▸ Objective: Arrange all the lines below as a numbered list, leaving out any blank lines.

▸ Records:
START

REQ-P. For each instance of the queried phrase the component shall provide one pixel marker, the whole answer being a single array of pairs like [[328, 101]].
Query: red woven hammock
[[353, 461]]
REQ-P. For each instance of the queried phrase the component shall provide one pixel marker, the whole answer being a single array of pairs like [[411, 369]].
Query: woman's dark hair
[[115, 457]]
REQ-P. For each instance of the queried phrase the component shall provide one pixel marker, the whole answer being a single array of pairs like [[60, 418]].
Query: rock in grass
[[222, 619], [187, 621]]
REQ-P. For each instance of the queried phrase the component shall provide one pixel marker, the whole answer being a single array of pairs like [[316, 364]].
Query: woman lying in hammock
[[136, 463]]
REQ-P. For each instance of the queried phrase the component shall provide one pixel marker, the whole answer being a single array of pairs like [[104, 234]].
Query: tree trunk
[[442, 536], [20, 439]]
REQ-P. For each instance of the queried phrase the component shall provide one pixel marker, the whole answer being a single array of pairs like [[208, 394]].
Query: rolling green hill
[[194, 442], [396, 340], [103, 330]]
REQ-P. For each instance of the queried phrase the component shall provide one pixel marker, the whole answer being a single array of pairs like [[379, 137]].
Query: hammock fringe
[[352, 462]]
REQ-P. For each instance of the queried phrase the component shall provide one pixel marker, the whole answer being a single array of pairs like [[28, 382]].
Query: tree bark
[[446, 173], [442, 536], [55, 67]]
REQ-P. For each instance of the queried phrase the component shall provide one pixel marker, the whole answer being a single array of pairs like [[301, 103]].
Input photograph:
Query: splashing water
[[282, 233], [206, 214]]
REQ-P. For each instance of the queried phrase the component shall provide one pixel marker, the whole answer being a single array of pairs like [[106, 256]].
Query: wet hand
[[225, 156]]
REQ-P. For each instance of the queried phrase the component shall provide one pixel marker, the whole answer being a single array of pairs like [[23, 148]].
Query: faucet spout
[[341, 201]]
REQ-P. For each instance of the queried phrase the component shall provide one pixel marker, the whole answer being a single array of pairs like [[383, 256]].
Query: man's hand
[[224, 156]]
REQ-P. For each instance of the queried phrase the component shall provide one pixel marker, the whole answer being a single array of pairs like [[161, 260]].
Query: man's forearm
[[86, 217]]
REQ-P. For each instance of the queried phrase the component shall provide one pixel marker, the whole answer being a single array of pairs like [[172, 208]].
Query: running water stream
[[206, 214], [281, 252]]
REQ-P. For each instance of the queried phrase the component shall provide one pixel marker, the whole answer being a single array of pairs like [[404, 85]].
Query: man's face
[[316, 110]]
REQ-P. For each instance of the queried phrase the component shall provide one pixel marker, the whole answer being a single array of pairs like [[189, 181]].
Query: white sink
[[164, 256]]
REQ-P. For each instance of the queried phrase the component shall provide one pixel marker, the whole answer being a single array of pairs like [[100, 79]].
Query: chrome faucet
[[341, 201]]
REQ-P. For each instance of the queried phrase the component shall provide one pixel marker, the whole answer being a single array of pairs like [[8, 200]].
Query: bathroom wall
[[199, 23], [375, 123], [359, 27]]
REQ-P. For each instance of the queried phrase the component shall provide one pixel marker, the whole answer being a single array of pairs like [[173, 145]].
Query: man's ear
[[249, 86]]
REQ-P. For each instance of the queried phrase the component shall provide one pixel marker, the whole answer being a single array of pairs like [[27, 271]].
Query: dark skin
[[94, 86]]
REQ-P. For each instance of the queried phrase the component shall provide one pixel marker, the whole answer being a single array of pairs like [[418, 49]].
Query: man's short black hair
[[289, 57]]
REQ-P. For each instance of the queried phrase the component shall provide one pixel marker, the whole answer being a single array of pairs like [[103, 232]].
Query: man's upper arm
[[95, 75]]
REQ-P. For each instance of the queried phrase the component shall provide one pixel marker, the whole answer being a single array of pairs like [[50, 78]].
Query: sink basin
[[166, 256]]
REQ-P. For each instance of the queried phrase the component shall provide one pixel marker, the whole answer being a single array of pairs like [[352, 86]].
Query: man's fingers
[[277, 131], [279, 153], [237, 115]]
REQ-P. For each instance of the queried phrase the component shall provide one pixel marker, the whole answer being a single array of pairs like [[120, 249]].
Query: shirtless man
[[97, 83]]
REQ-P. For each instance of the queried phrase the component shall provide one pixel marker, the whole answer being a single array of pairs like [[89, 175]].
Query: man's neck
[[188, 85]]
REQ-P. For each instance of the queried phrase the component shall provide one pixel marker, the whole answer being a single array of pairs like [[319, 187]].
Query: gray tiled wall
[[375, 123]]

END

▸ Task answer:
1. REQ-P. For each instance of the queried phrase the component shall provide one pixel marker, the whole answer being a single array of pairs like [[328, 101]].
2. Query: red woven hammock
3. [[353, 461]]
4. REQ-P. For each instance of the queried phrase the component shall provide one pixel marker, the whole answer being a single array of pairs like [[411, 369]].
5. Query: woman's dark hair
6. [[115, 457]]
7. REQ-P. For each instance of the queried phrase the component shall provide one pixel marker, the whole answer being a single array of pairs like [[60, 418]].
8. Query: rock in grass
9. [[222, 619], [187, 621]]
10. REQ-P. For each instance of the queried phrase the component shall provide one pixel marker, the whole answer being a single array of pairs like [[316, 364]].
11. Query: woman lying in hammock
12. [[136, 463]]
13. REQ-P. For each instance of the queried phrase the component shall provide one pixel marker, the whole answer being a single array of pairs like [[104, 234]].
14. Query: tree trunk
15. [[442, 536], [20, 439]]
16. REQ-P. For each instance of the queried phrase the component shall provide one pixel marker, the whole answer being a single array of pairs like [[208, 394]].
17. Query: rolling green hill
18. [[194, 442], [396, 340], [103, 330]]
19. REQ-P. For each instance of the queried phrase the component shall provide one pixel marker, the whole answer being a single array of pairs like [[379, 137]].
20. Query: hammock fringe
21. [[352, 462]]
22. REQ-P. For each instance of the queried phrase the component shall provide one pixel marker, the whole answer being a single array of pairs like [[28, 382]].
23. Query: tree bark
24. [[446, 173], [442, 536], [55, 67]]
25. REQ-P. For each instance of the queried phrase the component shall provide one pixel marker, the whole answer being a single array of pairs like [[301, 103]].
26. Input photograph:
27. Query: splashing water
28. [[282, 233], [206, 214]]
29. REQ-P. For each instance of the queried phrase the component shall provide one pixel marker, the whole answer being a single array of pairs like [[106, 256]].
30. Query: wet hand
31. [[225, 156]]
32. REQ-P. For each instance of the queried phrase the component shall provide one pixel marker, the whole answer being a single array of pairs like [[23, 148]].
33. Query: faucet spout
34. [[341, 201]]
35. REQ-P. For each instance of the queried phrase the component shall provide one pixel marker, the whole answer being a single array of pairs like [[383, 256]].
36. Query: man's hand
37. [[224, 156]]
38. REQ-P. For each instance of the queried phrase the component shall provide one pixel marker, the whole answer being a single array of pairs like [[161, 260]].
39. Query: man's forearm
40. [[86, 217]]
41. REQ-P. For each instance of the queried phrase the component shall provide one pixel marker, the whole answer being a single array of pairs like [[172, 208]].
42. Query: running water stream
43. [[206, 214], [281, 252]]
44. REQ-P. For each instance of the queried phrase the component shall provide one pixel marker, the whole answer being a single array of pairs like [[404, 85]].
45. Query: man's face
46. [[316, 110]]
47. REQ-P. For each instance of the queried phrase the component shall provide one pixel marker, the whole answer being a single array of pairs like [[189, 181]].
48. Query: white sink
49. [[164, 256]]
50. REQ-P. For each instance of the queried phrase the component shall provide one pixel marker, the whole answer being a single array of pairs like [[100, 79]].
51. Query: chrome faucet
52. [[341, 201]]
53. REQ-P. For each instance of the queried phrase the component shall provide one pixel marker, the whole answer being a single array of pairs like [[8, 200]].
54. Query: bathroom wall
55. [[199, 23], [375, 123], [359, 27]]
56. REQ-P. For each instance of the queried phrase the component shall provide one pixel marker, the whole answer being a single array of pairs like [[173, 145]].
57. Query: man's ear
58. [[249, 86]]
59. REQ-P. For each instance of the queried phrase the component shall provide one pixel marker, the whole answer being a single array of pairs like [[27, 271]].
60. Query: dark skin
61. [[94, 86]]
62. REQ-P. For each instance of the queried phrase the component shall provide one pixel marker, the whole answer being a single array of pairs like [[418, 49]].
63. Query: man's short black hair
64. [[289, 57]]
65. REQ-P. For each instance of the queried phrase the component shall provide one pixel marker, the whole answer being a single array of pairs like [[103, 232]].
66. Query: man's upper arm
67. [[95, 75]]
68. REQ-P. For each instance of the queried phrase the component shall provide one pixel marker, the whole answer being a single array of pairs like [[50, 78]].
69. Query: sink basin
70. [[166, 256]]
71. REQ-P. For each instance of the queried phrase the component shall provide one pixel marker, the whole answer being a single array of pairs like [[352, 86]].
72. Query: man's fingers
73. [[277, 131], [279, 153], [237, 115]]
74. REQ-P. For each instance of the queried phrase the component shall provide one pixel marker, the whole answer being a single array of pairs like [[120, 249]].
75. Query: shirtless man
76. [[97, 83]]
77. REQ-P. For each instance of the queried phrase the component shall provide one pixel marker, the whole answer being a single array of pairs like [[89, 175]].
78. Query: man's neck
79. [[188, 85]]
80. REQ-P. For each instance of the queried phrase the component shall provide one pixel marker, the whole answer being a single array of pairs like [[319, 187]].
81. Query: gray tiled wall
82. [[375, 123]]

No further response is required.